Page text:

--

Richmond Story: The 1811 Richmond Theater Fire

In the 19th century, theater was the primary public entertainment for all socioeconomic classes, from the gentry to the enslaved. To meet the high demand and keep fresh faces and talent in rotation, traveling theater companies roamed the country, stopping for months-long stints in cities before moving on to the next place. Thus embedded in a city for a season, the actors and actresses became temporary citizens and minor celebrities among the population. 

In August of 1811, the Placide and Green Company, from South Carolina, arrived for a season in Richmond.  Among them was an English actress named Eliza Poe. At the Richmond Theater at Broad and 12th Streets, the company performed different plays several nights a week. Wealthier Richmonders paid a dollar to sit in front of the stage, or in suspended boxes above the crowd.  Less well-to-do attendees, including the enslaved, could sit in the balcony for 25 cents. A typical night’s entertainment could last five hours, with two full-length plays separated by short skits. 

The Richmond Theater seated 500, though the December holiday season strained its capacity.  On December 26, with the General Assembly in session, the evening’s performance had drawn 600 spectators to the 3-storey brick theater.  In a town of only 10,000, that was 6% of the population. State legislators and even the Virginia Governor George W. Smith came. The second play that night was a “pantomime”—a musical slapstick production—called The Bleeding Nun. For this, 80 children were also in attendance for the performance that would quickly become the deadliest urban disaster in American history at the time.

538.01, The Burning of the Theatre in Richmond, Virginia, on the night of the 26th December 1811, Drawn February 25, 1812, The Valentine

After the end of the first act of The Bleeding Nun, a crew member accidentally raised an onstage chandelier that had not been snuffed out.  The flames caught on 34 suspended hemp backgrounds, painted with oil. Within a few minutes, the roof of the theater was engulfed in flames.

The poorly designed theater had few exits. The discount seats in the balcony and the stage had separate doors, but those on the floor and in the boxes could find no easy way out. The fire spread so fast and became so hot so quickly that witnesses claimed people died in their seats, overcome by shock. The wealthier patrons in the upper boxes packed the only small staircase, which collapsed. Historians estimate that the temperature inside rose to 1,000 degrees.  In the chaos, trapped on the second and third storeys, burning people threw themselves out of the windows.

--

Exercises:
A - Answer these questions about the text on the 1811 Richmond Theater fire, one per line:
(i) From which state did the Placide and Green Company come?
(ii) How much did a seat in the balcony cost?
(iii) How many suspended hemp backgrounds caught fire?
B - Carry on the account of the 1811 Richmond Theater fire, starting after its last sentence.
None of the data is needed here.

Recorded data

--

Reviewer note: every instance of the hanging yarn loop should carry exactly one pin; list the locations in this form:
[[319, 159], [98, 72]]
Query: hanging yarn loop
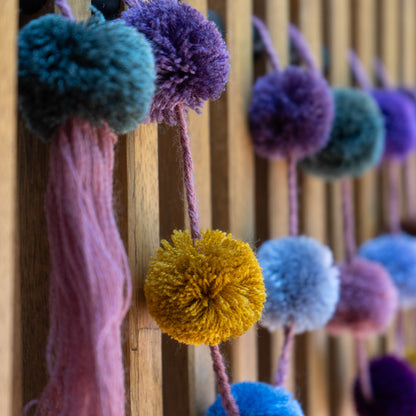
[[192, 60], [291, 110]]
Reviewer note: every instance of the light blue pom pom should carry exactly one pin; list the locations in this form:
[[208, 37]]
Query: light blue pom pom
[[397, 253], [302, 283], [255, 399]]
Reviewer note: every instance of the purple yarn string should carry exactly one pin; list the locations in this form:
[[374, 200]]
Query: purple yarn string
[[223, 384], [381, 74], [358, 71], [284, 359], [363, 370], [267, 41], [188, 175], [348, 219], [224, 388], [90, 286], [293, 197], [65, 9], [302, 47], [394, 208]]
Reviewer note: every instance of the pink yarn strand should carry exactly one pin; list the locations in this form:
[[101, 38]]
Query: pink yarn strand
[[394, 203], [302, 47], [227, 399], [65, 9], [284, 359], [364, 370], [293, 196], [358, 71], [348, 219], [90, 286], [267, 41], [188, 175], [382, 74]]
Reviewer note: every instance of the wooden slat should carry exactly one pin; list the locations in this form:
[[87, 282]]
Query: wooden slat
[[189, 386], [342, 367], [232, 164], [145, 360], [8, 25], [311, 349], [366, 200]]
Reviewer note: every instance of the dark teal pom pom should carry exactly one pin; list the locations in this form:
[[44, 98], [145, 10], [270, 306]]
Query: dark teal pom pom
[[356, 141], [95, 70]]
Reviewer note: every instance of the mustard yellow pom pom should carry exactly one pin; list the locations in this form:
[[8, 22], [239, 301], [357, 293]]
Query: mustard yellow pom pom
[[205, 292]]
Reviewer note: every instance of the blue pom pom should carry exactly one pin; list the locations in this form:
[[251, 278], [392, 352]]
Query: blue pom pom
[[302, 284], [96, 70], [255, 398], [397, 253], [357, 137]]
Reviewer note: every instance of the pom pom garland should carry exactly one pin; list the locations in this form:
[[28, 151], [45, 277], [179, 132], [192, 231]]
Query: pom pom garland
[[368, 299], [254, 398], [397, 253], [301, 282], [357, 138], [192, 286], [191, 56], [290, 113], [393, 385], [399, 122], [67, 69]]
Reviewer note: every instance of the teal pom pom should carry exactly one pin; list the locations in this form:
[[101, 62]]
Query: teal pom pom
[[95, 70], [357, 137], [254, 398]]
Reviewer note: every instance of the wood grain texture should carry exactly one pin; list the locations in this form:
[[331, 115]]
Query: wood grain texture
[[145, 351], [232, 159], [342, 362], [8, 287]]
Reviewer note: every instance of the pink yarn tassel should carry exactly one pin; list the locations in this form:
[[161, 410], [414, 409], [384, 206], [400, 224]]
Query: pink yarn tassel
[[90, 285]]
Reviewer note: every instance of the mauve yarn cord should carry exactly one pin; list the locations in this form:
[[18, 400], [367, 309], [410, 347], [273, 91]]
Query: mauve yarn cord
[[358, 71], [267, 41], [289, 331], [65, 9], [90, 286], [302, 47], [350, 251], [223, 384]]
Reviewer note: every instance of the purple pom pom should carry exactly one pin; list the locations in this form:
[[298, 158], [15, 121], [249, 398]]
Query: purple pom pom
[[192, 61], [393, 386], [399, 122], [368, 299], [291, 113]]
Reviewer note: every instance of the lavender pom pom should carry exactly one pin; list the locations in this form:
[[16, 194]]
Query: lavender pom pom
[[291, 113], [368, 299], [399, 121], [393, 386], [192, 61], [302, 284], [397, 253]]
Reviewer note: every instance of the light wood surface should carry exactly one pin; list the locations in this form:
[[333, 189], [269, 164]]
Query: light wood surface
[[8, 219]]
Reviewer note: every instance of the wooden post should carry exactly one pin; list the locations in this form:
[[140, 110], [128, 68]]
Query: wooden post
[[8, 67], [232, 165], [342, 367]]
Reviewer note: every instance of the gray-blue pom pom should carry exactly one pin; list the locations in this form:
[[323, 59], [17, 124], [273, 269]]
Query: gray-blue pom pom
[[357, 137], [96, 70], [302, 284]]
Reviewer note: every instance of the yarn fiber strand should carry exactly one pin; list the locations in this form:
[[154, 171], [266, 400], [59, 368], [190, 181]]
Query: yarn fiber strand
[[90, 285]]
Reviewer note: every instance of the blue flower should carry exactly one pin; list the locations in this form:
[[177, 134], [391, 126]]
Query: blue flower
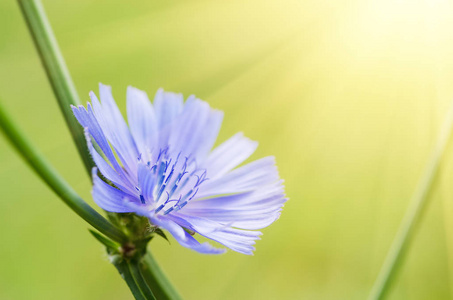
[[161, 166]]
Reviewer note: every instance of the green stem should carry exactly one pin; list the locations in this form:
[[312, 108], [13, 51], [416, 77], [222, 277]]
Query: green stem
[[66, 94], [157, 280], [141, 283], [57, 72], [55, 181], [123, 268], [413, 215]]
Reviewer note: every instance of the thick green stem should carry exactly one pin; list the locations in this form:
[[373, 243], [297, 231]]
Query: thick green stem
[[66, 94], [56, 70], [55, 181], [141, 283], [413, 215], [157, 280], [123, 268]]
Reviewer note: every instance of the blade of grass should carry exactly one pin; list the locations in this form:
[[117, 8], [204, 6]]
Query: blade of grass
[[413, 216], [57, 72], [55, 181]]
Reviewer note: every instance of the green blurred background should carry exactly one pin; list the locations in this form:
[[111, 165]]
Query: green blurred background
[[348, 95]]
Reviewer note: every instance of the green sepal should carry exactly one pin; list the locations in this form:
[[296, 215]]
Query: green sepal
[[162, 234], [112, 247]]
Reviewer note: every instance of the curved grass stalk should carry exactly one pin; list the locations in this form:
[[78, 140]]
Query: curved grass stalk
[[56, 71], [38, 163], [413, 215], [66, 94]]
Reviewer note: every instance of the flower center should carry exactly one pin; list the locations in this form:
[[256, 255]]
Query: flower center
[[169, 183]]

--

Results of the tasks:
A -
(i) South Carolina
(ii) 25 cents
(iii) 34

B -
Despite acts of heroism by both the enslaved and the elite, rescue was utterly impossible for many of those trapped.  The entire building burned to the ground too quickly.  Seventy-two people died in the Richmond Theater that night—including 54 women and girls. 

Gilbert Hunt, an enslaved man who personally rescued 12 women from the upper windows, returned to the scene the next morning: “There lay, piled together, one mass of half-burned bodies—the bodies of all classes and conditions of people—the young and the old, the bond and the free, the rich and the poor, the great and the small, were all lying there together.”

Governor Smith was only identifiable by a stock buckle.

A stunned city went into mourning as news of the horrific disaster spread around the world.  With so many of the dead burned beyond recognition, the victims were all entombed together on the spot, over which Monumental Church was soon built as a memorial. Richmond officials prohibited any plays, balls or assemblies for four months in respect for the dead. With their contract thus cut short, the shocked, embarrasse, and traumatized Placide and Green company quickly cleared out of town.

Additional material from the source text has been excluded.